## YOUR INSTRUCTIONS
Under this line are the records; write out word for word the part that begins at the line containing "positive clicks: (3, 505) (29, 526)" and ends at the line containing "box: [0, 0, 866, 506]", and no more.
[THE INPUT Boundary: Start]
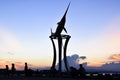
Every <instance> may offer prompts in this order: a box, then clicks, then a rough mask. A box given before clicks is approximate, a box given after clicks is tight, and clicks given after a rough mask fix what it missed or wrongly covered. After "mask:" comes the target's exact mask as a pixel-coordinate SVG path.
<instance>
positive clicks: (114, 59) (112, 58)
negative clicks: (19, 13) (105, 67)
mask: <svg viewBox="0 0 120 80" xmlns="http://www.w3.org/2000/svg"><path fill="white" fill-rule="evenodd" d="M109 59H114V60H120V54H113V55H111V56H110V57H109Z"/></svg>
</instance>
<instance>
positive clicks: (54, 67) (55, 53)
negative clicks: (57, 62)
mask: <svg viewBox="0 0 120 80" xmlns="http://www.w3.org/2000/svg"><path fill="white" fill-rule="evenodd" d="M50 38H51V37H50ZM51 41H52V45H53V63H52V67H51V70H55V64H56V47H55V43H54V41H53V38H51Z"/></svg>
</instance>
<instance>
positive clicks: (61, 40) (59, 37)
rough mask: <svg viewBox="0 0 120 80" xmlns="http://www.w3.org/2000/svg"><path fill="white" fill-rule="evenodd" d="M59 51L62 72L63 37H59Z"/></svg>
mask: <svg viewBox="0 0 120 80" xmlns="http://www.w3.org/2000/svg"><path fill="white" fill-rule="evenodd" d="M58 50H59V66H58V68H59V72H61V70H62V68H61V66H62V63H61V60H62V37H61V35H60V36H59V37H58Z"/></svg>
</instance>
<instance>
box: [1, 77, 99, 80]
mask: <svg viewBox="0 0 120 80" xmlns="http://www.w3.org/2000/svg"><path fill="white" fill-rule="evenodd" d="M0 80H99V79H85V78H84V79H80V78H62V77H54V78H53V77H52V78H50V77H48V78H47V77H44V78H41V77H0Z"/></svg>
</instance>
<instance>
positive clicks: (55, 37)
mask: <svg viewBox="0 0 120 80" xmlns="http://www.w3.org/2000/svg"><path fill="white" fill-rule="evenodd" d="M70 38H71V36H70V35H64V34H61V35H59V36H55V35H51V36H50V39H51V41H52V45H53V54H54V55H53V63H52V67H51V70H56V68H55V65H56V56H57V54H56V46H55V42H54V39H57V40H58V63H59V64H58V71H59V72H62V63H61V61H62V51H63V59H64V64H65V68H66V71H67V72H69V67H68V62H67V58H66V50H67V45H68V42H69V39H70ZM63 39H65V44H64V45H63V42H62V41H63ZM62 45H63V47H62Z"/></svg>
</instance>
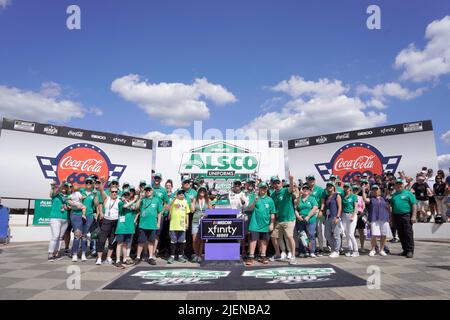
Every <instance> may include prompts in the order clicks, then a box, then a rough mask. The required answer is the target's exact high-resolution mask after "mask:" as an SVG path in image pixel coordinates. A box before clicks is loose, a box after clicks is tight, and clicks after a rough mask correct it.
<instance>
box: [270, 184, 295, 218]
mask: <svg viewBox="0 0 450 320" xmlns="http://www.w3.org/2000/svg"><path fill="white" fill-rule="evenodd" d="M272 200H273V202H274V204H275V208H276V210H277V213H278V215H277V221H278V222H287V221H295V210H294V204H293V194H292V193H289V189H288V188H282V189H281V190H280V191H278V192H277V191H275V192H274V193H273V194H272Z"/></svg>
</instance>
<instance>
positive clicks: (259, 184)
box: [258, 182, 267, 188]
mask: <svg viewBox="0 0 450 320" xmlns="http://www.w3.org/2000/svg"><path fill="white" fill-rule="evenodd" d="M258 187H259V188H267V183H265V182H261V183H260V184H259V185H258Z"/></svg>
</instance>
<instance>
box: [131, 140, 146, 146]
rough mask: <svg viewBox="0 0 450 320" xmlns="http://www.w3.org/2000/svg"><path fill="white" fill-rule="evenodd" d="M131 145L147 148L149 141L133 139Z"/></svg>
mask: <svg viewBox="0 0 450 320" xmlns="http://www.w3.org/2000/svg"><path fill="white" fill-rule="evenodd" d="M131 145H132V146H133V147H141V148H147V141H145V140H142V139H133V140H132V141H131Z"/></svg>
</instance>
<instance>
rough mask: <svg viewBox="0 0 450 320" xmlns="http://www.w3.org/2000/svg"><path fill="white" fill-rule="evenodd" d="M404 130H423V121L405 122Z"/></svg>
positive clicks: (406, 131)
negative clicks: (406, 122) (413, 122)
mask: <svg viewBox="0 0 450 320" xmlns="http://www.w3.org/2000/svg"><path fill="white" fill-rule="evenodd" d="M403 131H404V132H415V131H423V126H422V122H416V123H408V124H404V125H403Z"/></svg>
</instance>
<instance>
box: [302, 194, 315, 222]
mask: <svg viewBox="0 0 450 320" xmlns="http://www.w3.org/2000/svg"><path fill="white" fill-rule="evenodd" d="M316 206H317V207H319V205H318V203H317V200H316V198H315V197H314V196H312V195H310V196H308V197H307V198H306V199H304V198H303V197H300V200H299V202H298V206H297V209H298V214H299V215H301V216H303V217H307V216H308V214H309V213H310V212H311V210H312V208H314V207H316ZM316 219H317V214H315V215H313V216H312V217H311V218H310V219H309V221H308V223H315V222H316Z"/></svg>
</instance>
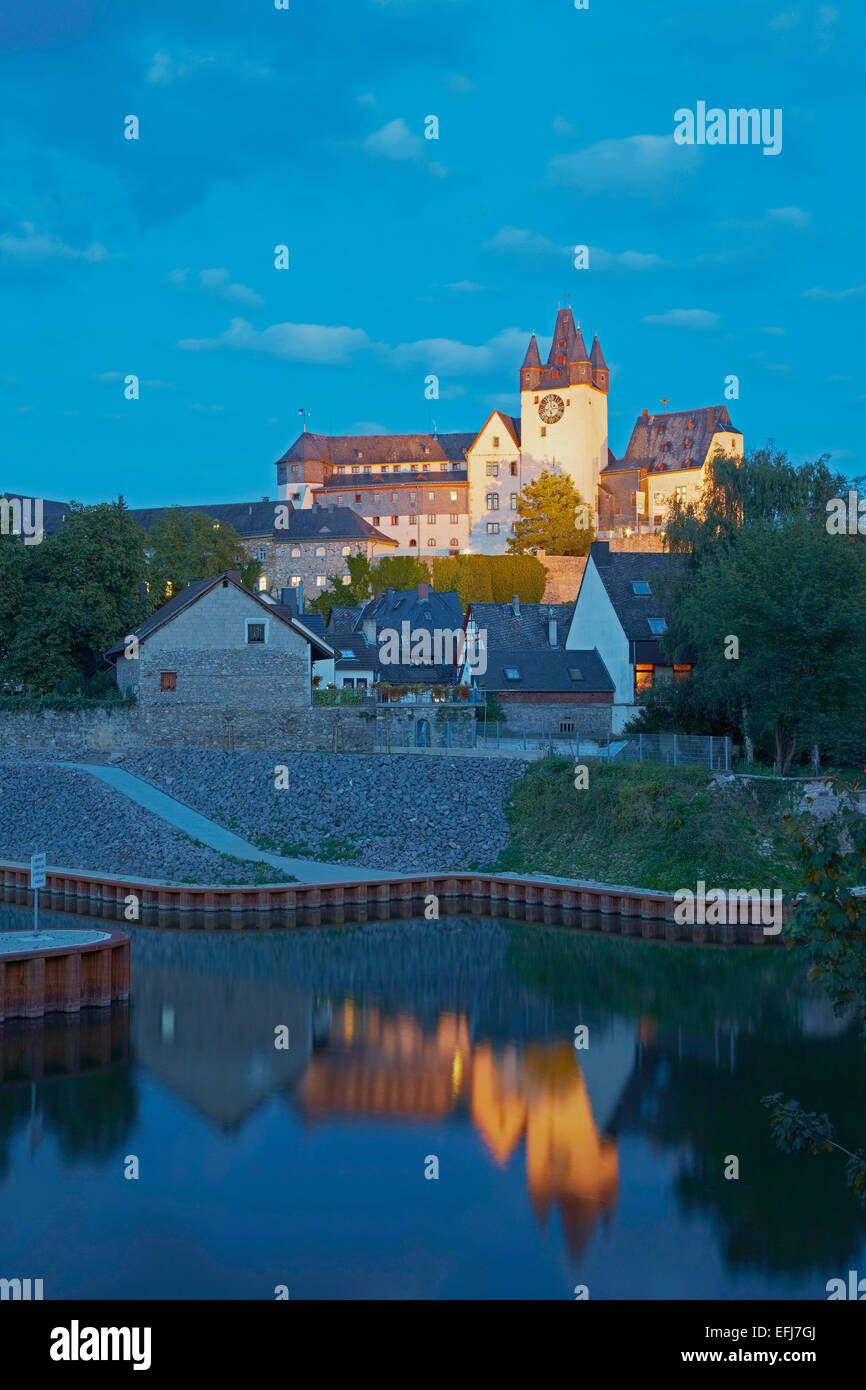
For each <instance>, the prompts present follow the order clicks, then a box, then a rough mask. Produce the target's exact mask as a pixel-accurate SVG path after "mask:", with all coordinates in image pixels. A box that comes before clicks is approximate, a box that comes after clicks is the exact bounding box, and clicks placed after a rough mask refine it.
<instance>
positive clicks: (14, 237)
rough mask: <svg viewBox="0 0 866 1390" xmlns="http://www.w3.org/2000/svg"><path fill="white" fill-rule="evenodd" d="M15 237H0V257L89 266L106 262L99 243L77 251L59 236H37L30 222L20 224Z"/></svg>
[THE INPUT Boundary: End]
[THE INPUT Boundary: Start]
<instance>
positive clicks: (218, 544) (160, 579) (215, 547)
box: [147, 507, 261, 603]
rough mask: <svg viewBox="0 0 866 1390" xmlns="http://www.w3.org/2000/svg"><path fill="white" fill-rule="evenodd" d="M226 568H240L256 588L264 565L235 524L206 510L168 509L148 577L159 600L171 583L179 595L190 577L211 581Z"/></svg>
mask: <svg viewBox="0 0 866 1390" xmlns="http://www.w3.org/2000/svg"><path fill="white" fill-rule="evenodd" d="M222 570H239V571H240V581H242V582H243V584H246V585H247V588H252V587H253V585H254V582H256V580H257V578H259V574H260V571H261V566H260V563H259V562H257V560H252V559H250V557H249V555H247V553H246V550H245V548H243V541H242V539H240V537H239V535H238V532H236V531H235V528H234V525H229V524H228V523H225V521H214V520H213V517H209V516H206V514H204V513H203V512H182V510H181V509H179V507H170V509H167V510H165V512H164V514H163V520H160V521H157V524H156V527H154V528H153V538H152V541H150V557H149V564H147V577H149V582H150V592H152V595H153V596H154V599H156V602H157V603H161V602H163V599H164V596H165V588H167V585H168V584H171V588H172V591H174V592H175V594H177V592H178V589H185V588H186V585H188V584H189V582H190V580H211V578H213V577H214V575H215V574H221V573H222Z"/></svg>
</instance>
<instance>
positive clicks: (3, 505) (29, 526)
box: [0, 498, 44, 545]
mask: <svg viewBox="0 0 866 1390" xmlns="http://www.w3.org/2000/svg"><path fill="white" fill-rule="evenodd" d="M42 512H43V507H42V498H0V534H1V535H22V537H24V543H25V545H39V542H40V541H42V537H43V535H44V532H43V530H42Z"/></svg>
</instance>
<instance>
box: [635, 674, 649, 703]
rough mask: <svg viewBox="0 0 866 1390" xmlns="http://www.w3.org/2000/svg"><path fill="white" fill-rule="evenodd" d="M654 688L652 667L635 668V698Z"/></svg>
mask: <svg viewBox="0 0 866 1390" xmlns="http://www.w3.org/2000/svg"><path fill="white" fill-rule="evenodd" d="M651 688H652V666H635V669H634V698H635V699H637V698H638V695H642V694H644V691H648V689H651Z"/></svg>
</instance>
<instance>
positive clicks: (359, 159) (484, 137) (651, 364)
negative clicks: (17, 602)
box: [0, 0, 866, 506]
[THE INPUT Boundary: End]
[THE INPUT Boundary: Start]
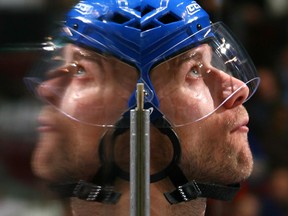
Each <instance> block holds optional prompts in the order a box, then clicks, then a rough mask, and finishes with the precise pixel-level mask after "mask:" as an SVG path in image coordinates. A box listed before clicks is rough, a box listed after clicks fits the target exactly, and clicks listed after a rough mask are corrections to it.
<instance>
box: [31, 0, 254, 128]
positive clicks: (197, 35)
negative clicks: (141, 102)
[THE INPUT Boundary: End]
## OUTPUT OF THE TASK
positive clicks: (3, 505) (29, 526)
box: [0, 498, 44, 545]
mask: <svg viewBox="0 0 866 1390" xmlns="http://www.w3.org/2000/svg"><path fill="white" fill-rule="evenodd" d="M42 512H43V507H42V498H0V534H1V535H22V537H24V543H25V545H39V542H40V541H42V537H43V535H44V532H43V530H42Z"/></svg>
</instance>
<instance>
box: [635, 674, 649, 703]
rough mask: <svg viewBox="0 0 866 1390" xmlns="http://www.w3.org/2000/svg"><path fill="white" fill-rule="evenodd" d="M654 688L652 667L635 668V698Z"/></svg>
mask: <svg viewBox="0 0 866 1390" xmlns="http://www.w3.org/2000/svg"><path fill="white" fill-rule="evenodd" d="M651 688H652V666H635V669H634V698H635V699H637V698H638V695H642V694H644V691H648V689H651Z"/></svg>
</instance>
<instance>
positive clicks: (359, 159) (484, 137) (651, 364)
negative clicks: (17, 602)
box: [0, 0, 866, 506]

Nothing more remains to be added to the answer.